Reproduce each of the entries below word for word, keeping every line unchanged.
** Start of Data supplied **
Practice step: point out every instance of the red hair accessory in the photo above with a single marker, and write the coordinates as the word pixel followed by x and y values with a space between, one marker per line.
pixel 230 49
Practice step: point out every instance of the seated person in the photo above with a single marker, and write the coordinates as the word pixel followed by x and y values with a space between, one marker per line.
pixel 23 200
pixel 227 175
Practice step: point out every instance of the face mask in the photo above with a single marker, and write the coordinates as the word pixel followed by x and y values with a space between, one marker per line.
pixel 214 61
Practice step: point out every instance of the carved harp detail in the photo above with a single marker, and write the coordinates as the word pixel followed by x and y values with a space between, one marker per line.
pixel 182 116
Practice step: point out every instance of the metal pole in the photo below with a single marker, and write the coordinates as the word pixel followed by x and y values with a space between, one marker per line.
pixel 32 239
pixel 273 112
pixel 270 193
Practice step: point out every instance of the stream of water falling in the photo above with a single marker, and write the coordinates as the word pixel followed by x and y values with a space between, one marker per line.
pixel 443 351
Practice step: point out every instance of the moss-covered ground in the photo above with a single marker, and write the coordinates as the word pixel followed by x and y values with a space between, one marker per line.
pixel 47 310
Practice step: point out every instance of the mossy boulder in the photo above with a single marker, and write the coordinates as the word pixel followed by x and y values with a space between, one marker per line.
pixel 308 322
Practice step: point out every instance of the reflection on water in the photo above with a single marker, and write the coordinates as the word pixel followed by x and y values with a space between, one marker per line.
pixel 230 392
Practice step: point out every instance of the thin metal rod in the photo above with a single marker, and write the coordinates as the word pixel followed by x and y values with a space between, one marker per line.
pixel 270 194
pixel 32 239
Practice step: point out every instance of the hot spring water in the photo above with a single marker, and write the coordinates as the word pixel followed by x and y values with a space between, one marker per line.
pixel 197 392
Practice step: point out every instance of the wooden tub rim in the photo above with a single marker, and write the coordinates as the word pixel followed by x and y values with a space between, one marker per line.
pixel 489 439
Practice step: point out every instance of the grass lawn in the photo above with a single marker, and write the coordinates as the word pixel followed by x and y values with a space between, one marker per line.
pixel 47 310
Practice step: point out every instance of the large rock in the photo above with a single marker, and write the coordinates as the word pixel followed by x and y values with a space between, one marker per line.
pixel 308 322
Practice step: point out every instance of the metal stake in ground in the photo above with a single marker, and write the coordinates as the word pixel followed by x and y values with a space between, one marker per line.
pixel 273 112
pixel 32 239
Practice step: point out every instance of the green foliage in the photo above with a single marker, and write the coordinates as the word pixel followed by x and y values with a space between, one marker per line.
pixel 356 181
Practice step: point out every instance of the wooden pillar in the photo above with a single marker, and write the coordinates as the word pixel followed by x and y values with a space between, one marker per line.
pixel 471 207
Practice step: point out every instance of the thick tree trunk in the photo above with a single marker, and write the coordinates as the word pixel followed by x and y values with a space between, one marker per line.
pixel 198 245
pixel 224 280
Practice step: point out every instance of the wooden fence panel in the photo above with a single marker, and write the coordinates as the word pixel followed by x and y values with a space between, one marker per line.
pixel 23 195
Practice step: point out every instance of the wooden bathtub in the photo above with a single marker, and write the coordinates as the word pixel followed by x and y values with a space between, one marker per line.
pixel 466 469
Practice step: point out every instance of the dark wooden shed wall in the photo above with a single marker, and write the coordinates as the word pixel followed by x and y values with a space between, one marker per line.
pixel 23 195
** End of Data supplied **
• [Answer in full]:
Practice step: point out every instance of the red hair accessory in the photo above with a single marker, and write the coordinates as the word pixel followed by x and y values with a space between, one marker per line.
pixel 230 49
Practice step: point out every instance of the seated person in the photo above with a single marker, and write the coordinates as the word pixel followed by x and y values with a space between, one marker per line.
pixel 23 200
pixel 227 175
Practice step: point out every instance of the face mask in the photo above with a single marker, and write the coordinates as the word pixel followed by x and y values with a space between, one marker per line.
pixel 214 61
Practice step: point out every instance of the carved harp detail in the photo above with a single marker, and write the coordinates as the word pixel followed by x and y values with a space between, one marker per line.
pixel 182 116
Practice step: point out every instance of the metal pole in the photo below with a single marker, and write the coordinates as the word pixel followed by x and y values with a space between, one marker per line.
pixel 32 239
pixel 273 112
pixel 270 193
Practice step: point out every instance of the stream of water falling in the photo above with a single marker, and write the coordinates as the word pixel followed by x and y values with a space between, one marker per line.
pixel 443 351
Practice step: point out every instance of the moss-covered ground in the photo above with a single marker, and write the coordinates as the word pixel followed by x and y values with a space between, one marker per line.
pixel 47 310
Practice step: point out every instance of the mossy boulder in the photo above with a single marker, and write the coordinates as the word pixel followed by x and y values with a space between, one marker per line.
pixel 308 322
Practice step: point out every instance of the reflection on water in the photo above with a single marker, and write the coordinates as the word pixel followed by x and y values with a space between, one marker per line.
pixel 230 392
Practice step: point out every instance of the thin metal rod in the photo above with a single marker, and write the coordinates as the word pixel followed by x and y values with a space between, one marker per line.
pixel 270 194
pixel 32 239
Practice step: point out every instance of the hot spring water in the photo above with a single marker, and write the coordinates as the word pixel followed by x and y values with a space between, one marker per line.
pixel 197 392
Practice step: point out every instance of the wooden tub rim in the photo above with a single marker, and write the coordinates as the word pixel followed by x and y values with a space between, one marker per line.
pixel 489 439
Practice step: point out every instance of the grass lawn in the photo above with a single marker, and write the coordinates as the word pixel followed by x and y values with a space between, one marker per line.
pixel 47 310
Practice step: point out every instance of the large rock in the photo above with a single marker, and write the coordinates as the word pixel followed by x and y values with a space between, one marker per line.
pixel 308 322
Practice step: point out every instance of the metal stake in ground in the photo above with a single marker, and write the coordinates as the word pixel followed by x and y values with a space between, one marker per line.
pixel 273 112
pixel 32 239
Practice step: point out every instance of the green foliage in the photo above with a single marker, and write the coordinates as the word pixel followed by x and y values with a space between, one marker per line.
pixel 356 181
Practice step: point out every instance of the wooden pillar in the photo above with a single marker, and write the coordinates as the word pixel followed by x and y values with a space between, one marker per line.
pixel 471 207
Practice step: point out every instance of the thick tree trunk in the photo above with a single marker, and write the coordinates as the word pixel followed by x and y values with a space between, one marker per line.
pixel 198 245
pixel 224 280
Practice step: point out every instance of the wooden fence panel in the photo above with a single marker, and write the coordinates as the word pixel followed by x and y values with a space between, one marker per line.
pixel 23 195
Practice step: point out every instance of the wooden bathtub in the photo above with a single marker, and write the coordinates as the word pixel followed by x and y values with a space between, one marker per line.
pixel 466 469
Practice step: point out every instance of the dark wooden shed wall in the photo above with a single marker, and write the coordinates as the word pixel followed by x and y values with a space between, one marker per line.
pixel 23 195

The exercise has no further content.